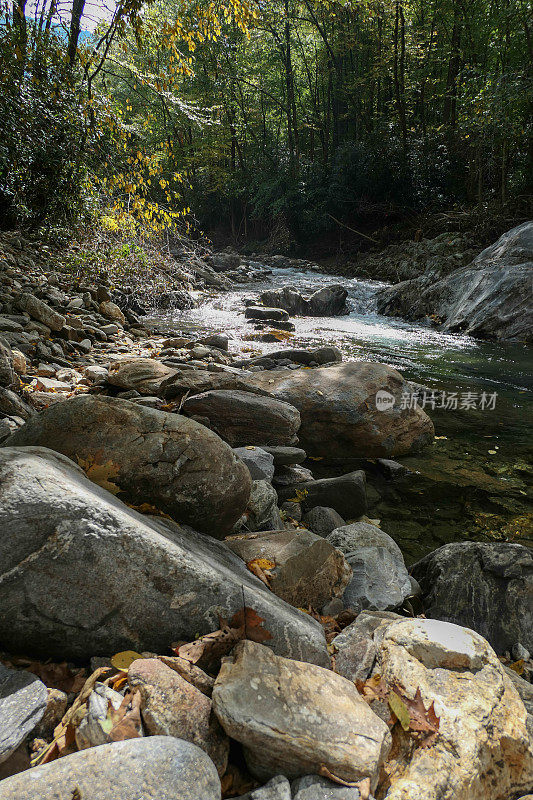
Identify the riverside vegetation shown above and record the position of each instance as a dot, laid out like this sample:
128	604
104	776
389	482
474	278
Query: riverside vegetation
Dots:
237	560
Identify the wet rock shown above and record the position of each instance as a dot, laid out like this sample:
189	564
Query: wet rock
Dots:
338	410
308	570
357	646
156	768
323	520
491	297
483	748
327	302
243	418
260	463
269	314
292	717
145	375
486	586
41	311
111	311
345	494
150	582
147	456
262	513
380	580
22	705
171	706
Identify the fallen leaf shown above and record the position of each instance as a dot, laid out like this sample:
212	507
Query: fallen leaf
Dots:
123	660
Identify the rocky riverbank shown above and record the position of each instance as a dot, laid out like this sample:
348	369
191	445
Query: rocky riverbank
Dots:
196	599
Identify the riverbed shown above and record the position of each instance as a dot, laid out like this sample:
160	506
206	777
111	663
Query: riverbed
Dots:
475	481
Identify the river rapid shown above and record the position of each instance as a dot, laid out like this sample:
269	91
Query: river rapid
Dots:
475	481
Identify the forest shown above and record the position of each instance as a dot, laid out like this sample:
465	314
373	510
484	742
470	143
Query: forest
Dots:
266	400
251	114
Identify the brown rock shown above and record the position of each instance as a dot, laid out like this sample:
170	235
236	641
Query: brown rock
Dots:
338	410
171	706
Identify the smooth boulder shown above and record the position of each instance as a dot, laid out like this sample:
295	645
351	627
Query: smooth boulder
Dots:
22	706
292	717
243	418
340	418
487	586
154	768
380	579
482	749
81	574
147	456
307	570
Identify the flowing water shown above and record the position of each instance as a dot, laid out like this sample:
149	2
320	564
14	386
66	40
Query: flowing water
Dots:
480	462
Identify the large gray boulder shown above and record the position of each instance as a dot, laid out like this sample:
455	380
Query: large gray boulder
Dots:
491	297
292	718
22	706
147	456
340	418
81	574
327	302
487	586
243	418
154	768
380	579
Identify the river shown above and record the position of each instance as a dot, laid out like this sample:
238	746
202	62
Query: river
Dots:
481	461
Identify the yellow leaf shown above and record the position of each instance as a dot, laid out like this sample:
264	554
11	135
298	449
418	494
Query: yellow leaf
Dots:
123	660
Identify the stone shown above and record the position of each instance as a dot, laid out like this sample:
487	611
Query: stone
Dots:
260	463
308	570
6	364
292	717
380	579
243	418
171	706
285	456
486	586
147	456
269	314
345	494
338	410
313	787
96	373
278	788
262	512
22	705
322	520
41	311
482	749
356	647
150	582
154	768
491	297
111	311
329	301
145	375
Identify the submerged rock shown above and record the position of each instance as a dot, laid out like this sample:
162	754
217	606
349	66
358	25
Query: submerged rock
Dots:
147	456
338	410
81	574
491	297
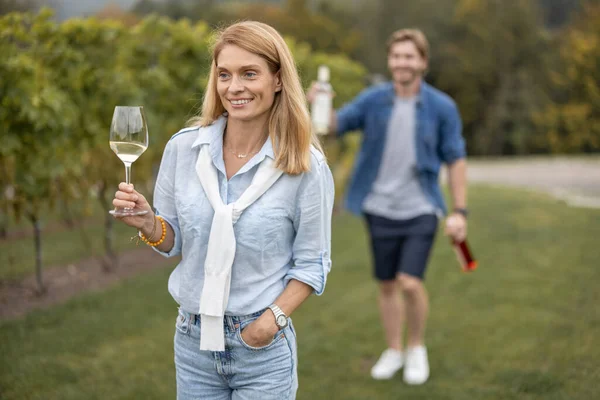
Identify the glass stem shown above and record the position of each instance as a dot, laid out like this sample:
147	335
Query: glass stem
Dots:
127	173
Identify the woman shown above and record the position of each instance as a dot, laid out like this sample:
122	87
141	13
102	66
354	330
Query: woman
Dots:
245	196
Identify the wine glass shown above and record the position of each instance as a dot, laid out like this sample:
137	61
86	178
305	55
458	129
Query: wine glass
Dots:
128	139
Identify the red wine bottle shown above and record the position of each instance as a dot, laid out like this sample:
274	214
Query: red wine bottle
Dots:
464	255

**YOUR INSTRUCTIONS**.
Restate the records above exactly, less any pictures.

**SOLUTION TO THE PROBLEM**.
Identify the riverside vegetation shown above and record the position of each instance as a dot, laid out like this sample:
128	604
104	776
389	482
474	278
Query: riverside vegetation
Dots:
237	560
Identify the wet rock shown above and record the position of each instance as a dot, laid out like this sample:
189	564
Query: wet rock
Dots:
338	410
308	570
357	646
156	768
323	520
491	297
483	748
327	302
243	418
260	463
269	314
292	717
145	375
486	586
41	311
111	311
345	494
150	582
147	456
262	513
380	580
22	705
171	706
Identify the fallen leaf shown above and record the position of each instance as a dot, laid out like this sample:
212	507
Query: fallen leaf
Dots:
123	660
Identify the rocky riverbank shown above and record the position of each instance as a dot, laid out like this sample:
348	369
191	445
Query: rocky riverbank
Dots:
196	599
Identify the riverbed shown above and record the position of each instance as a dot, laid out like this sample:
160	506
206	777
111	663
Query: riverbed
Dots:
475	481
Identify the river rapid shown above and record the position of each instance as a dot, laid out like this sample:
269	91
Query: river rapid
Dots:
475	481
Identify the forest shown above and record the position of each instance as a dot, laid out like this sample:
465	314
373	510
484	742
470	143
Query: forest
Dots:
266	400
251	114
Identify the brown rock shown above and record the position of each instance as a dot, laid out like this sample:
170	235
236	641
Query: brown rock
Dots:
338	410
171	706
Identify the smooth boulder shown above and record the position of each instance as a dot, laid out like this sample:
295	645
351	627
Query: smooth boulder
Dots:
22	706
292	717
243	418
340	418
487	586
154	768
380	579
482	749
81	574
147	456
307	570
Identify the flowing water shown above and record the position of each instance as a dot, laid out like this sample:
149	2
320	564
14	386
66	40
Query: flowing water
Dots:
480	462
Identify the large gray boulder shown above and record the position of each instance as a dot, laid out like this sample:
455	380
Query: large gray boulder
Dots:
491	297
292	718
22	706
147	456
340	418
81	574
327	302
487	586
243	418
154	768
380	579
Identify the river shown above and record the position of each instance as a dot, laid out like this sample:
238	746
202	62
Query: river
Dots:
481	461
Identify the yellow leaf shown above and record the position of each instance as a dot, laid out like this sample:
264	554
11	135
298	449
418	494
Query: yellow leaf
Dots:
123	660
Identify the stone shown above and record the position of each instance as a dot, laid out like this sample:
487	611
Query: stone
Dots:
260	463
308	570
6	364
292	717
380	579
243	418
171	706
285	456
486	586
147	456
269	314
345	494
338	410
313	787
96	373
278	788
262	512
22	705
322	520
41	311
482	749
356	647
150	582
154	768
491	297
111	311
329	301
145	375
Identify the submerged rock shown above and record the position of each instance as a dot, laid out like this sample:
162	754
217	606
349	66
358	25
Query: submerged rock
Dots:
147	456
338	410
81	574
491	297
Identify the glass stem shown above and record the position of each instance as a dot, laid out like this sample:
147	335
Query: glass stem
Dots:
127	173
Identify the woman shown above and record the position of each instance as a dot, laid out like this sample:
122	87
141	13
102	66
354	330
Query: woman
Dots:
245	196
Identify the wine glass shown above and record the position of each instance as a dot, laid out like this sample:
137	61
86	178
305	55
458	129
Query: wine glass
Dots:
128	139
Identify the red wine bottle shown above and record the position of each instance as a dot, laid out like this sample:
274	214
Query: red wine bottle
Dots:
464	255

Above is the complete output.